* Given passage *
((
Unwired has previously attributed the delays to excessive drainage of notebook batteries by a previous version of the card supplied by Navini Networks.
"We've started distributing some of them now, and we'll pretty much kick it off after Christmas," the carrier's chief executive David Spence told ZDNet Australia . He confirmed the scheduled date was 26 December.
But the executive also confirmed the card -- unlike the equivalent desktop version -- could not be upgraded with software to utilise the WiMAX mobile broadband standard that was formally ratified last week by the Institute of Electrical and Electronics Engineers.
While Unwired's network is currently based on a proprietary standard from Navini, the carrier has long said its technology could be upgraded to WiMAX, which Spence estimates could deliver speeds of up to 2Mbps. Current Unwired plans are limited to 1Mbps.
"We are expecting to obtain [cards] which can be upgraded to operate within a WiMAX environment in the early part of next year," said the company's chief technology officer Eric Hamilton.
Hamilton added that work to make Unwired's network compatible with any WiMAX device would be completed around a year's time.
"Our timings for that at this stage are towards the end of 2006 or early 2007," he said.
Spence said Unwired expected to upgrade its base stations to a 'dual-mode' configuration that could support both the Navini and WiMAX standards simultaneously in 2007 -- around the same time the first laptops with in-built WiMAX connectivity are expected to hit the streets.
"We'll be able to support both sorts of customers with the same tower," he said.
Unwired's chief said the PCMCIA card launch would be a "a little bit more business-focused" than that of the desktop modem, which is sold through retail outlets like Harvey Norman.
The launch comes after Vodafone and Optus started selling similar laptop cards that allow customers to utilise their joint third-generation (3G) mobile phone network for Internet access at speeds of up to 375kbps. That network is for the time being confined to Sydney and Melbourne, with some additional Optus-only infrastructure in Canberra.
Rival operators Telstra and Hutchison have both had similar 3G solutions for some time.
Spence welcomed last week's ratification of the mobile WiMAX standard.
"We're very pleased that the standard's been agreed to, and this is the start of the roll towards when WiMAX is a global standard, and devices around the world can all move from one country to another and work, as well as within Australia," he said.
"It means for us that we can be confident that where we're going is in the right direction, and the technology we're deploying as a path towards the standard, so when the chips come out from Intel and get put into laptops and other devices, they will work on our network."
"We've been telling our shareholders that we expected [the standard] to be ratified by the end of 2005, and we're pretty relieved it has been," said Spence.
Keeping their options open
Although the hype surrounding Voice over Internet Protocol (VoIP) services in Australia is reaching fever pitch, with telco iiNet recently saying it was signing up 1,000 people on average each week, Spence said Unwired would not follow and launch its own branded VoIP solution.
))
* Exercise 1 *
Rewrite the paragraph of the Unwired article that begins "The launch comes after Vodafone and Optus" as a short bulleted list that keeps its main facts.
The listing has no connection to the Unwired article.

(Items in a dataset listing)
((
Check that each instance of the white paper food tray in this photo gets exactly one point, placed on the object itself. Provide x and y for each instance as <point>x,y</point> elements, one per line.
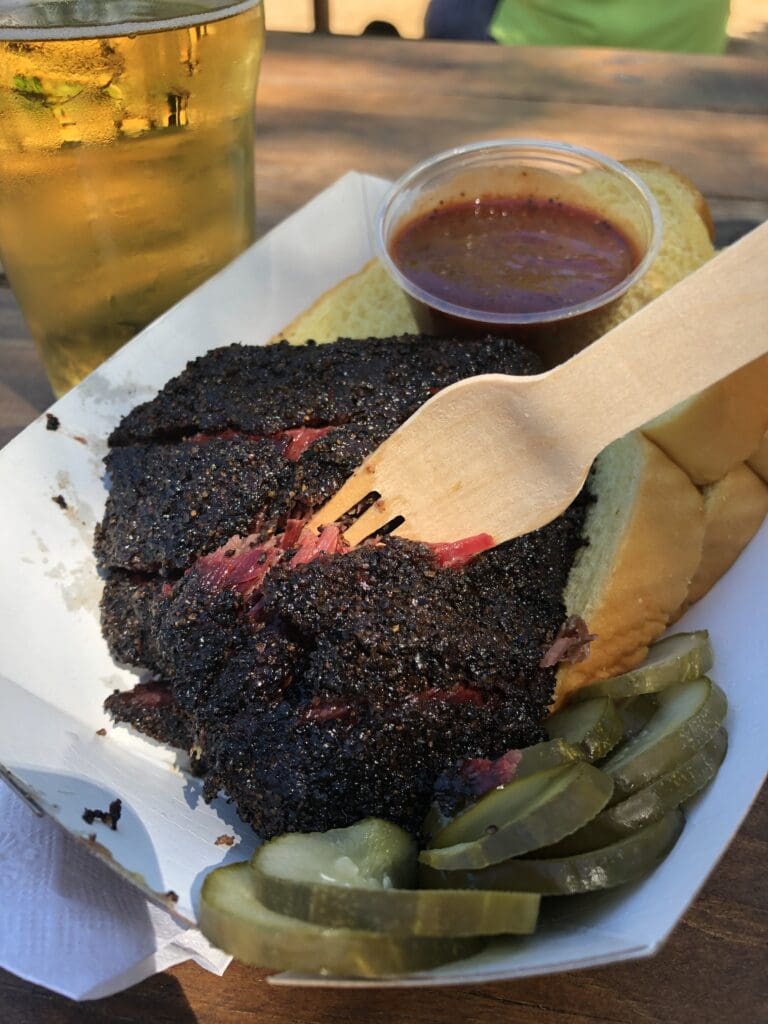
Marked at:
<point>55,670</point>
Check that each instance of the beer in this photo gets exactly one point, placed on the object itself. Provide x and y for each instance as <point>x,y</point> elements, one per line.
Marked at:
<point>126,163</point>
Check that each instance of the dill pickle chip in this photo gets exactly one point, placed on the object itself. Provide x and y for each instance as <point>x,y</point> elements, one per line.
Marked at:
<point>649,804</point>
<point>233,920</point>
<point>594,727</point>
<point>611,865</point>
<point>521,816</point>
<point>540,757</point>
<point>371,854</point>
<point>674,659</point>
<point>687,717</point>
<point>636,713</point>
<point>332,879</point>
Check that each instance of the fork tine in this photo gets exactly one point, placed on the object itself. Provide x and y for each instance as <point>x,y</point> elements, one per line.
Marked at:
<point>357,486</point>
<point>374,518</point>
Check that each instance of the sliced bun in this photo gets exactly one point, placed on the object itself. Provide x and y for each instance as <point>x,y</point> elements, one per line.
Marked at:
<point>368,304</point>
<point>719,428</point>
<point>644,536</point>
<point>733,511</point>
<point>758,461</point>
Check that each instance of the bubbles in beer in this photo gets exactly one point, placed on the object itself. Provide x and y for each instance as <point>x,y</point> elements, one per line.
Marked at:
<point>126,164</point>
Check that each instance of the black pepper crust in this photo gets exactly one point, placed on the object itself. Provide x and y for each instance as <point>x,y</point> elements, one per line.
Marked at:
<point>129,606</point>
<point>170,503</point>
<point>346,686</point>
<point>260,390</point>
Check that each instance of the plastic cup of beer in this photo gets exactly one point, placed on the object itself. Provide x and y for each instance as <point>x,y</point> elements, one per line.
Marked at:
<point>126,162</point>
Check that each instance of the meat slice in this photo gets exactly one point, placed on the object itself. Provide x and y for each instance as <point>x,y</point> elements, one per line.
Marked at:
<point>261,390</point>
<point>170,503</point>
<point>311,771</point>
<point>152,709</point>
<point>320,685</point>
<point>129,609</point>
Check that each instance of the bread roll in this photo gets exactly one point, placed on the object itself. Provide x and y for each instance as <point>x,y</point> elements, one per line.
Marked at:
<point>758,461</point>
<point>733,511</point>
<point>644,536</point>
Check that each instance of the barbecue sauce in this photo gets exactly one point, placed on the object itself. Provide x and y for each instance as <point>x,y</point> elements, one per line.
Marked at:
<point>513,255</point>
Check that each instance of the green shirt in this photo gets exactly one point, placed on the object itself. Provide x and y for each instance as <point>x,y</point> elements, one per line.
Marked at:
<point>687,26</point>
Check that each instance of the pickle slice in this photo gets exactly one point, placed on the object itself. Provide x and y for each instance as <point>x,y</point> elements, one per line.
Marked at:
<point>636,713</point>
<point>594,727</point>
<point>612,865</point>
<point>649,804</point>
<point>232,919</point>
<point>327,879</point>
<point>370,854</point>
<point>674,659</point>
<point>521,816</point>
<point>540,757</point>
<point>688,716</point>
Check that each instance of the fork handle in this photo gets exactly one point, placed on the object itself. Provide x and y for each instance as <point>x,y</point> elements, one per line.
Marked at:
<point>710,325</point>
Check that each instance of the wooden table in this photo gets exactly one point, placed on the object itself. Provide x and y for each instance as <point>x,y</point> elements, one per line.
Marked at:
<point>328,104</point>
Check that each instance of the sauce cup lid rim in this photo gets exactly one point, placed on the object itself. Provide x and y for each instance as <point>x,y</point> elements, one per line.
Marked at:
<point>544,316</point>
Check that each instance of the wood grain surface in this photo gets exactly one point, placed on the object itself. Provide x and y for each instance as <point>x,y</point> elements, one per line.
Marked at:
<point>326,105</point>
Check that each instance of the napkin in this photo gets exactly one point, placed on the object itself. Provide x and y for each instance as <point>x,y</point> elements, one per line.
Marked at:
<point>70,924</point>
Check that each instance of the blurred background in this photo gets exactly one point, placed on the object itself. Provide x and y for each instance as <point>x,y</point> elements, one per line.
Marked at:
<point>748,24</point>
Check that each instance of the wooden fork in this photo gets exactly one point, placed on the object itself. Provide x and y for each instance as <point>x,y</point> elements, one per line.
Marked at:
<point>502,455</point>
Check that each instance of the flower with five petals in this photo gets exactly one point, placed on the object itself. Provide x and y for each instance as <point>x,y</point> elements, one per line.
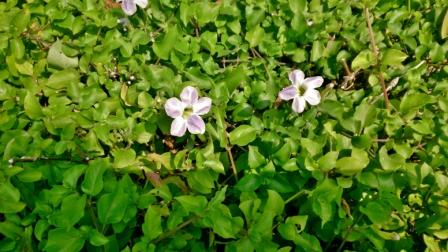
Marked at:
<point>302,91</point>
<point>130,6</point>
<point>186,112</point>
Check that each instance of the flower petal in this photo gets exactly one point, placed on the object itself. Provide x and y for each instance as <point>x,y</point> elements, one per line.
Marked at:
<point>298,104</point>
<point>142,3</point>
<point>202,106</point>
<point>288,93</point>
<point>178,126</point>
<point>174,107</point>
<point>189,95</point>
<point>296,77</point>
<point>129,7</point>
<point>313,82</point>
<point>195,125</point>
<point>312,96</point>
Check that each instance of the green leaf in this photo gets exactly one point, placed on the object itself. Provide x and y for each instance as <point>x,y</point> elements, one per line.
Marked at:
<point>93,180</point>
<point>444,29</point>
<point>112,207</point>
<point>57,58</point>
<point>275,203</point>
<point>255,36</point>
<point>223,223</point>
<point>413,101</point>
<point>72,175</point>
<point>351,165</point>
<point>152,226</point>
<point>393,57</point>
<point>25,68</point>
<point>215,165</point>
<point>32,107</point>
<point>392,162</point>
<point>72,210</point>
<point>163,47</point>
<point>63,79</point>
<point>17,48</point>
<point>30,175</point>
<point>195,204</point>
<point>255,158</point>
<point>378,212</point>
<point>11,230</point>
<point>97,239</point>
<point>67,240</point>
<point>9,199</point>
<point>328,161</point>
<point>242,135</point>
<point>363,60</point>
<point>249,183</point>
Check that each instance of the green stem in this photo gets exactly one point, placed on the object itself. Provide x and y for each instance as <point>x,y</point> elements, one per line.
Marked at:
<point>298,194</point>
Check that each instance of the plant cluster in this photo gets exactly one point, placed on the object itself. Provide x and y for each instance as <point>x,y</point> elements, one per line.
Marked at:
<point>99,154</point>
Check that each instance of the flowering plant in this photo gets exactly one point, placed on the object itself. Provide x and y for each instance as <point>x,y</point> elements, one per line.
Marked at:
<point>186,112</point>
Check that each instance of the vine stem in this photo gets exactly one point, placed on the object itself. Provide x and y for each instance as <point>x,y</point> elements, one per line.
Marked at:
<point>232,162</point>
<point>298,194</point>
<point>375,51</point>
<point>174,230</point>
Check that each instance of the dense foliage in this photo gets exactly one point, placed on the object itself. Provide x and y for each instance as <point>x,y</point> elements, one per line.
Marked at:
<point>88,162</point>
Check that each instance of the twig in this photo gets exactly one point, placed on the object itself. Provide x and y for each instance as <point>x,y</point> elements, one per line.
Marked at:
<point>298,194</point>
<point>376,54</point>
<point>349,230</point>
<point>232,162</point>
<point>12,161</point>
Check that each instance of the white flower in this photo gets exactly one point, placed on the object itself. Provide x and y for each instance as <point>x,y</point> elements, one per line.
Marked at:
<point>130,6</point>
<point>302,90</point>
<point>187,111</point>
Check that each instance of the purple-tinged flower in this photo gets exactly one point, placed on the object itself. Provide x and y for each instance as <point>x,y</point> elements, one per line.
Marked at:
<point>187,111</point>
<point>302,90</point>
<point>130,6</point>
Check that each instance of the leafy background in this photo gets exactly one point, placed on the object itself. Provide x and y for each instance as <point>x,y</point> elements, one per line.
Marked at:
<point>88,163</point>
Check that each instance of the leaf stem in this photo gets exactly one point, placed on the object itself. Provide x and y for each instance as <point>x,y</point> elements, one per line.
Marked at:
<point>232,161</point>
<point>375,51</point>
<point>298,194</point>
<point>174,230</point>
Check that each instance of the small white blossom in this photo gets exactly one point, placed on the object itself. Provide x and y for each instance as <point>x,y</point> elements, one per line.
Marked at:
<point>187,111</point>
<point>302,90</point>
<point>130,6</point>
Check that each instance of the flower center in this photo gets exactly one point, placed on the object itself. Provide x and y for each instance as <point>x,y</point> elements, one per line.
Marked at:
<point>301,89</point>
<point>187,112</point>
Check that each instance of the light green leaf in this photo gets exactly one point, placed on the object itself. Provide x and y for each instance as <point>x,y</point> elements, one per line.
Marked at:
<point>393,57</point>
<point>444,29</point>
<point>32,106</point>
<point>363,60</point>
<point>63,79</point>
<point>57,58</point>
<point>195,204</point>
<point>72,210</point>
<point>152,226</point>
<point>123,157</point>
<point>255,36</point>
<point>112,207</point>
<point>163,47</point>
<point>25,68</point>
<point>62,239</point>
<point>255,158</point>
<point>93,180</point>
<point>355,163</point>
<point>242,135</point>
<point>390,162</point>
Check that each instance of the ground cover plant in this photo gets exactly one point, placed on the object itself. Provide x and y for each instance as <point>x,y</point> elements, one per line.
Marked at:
))
* Exercise 2 *
Copy down the lines of the listing from the line with "Check that each instance of the black" up to and including the line with "<point>260,390</point>".

* Result 1 *
- Vodafone and Optus had already begun selling similar laptop cards.
- These cards give Internet access over the two companies' joint 3G mobile phone network at speeds of up to 375kbps.
- For now, that network is limited to Sydney and Melbourne.
- Optus also has some infrastructure of its own in Canberra.

* Result 2 *
Check that each instance of the black pepper crust in this photo gets exactly one point, placed on the object itself. Provide x and y for each instance as <point>x,y</point> elements, one per line.
Marked at:
<point>129,606</point>
<point>170,503</point>
<point>346,686</point>
<point>260,390</point>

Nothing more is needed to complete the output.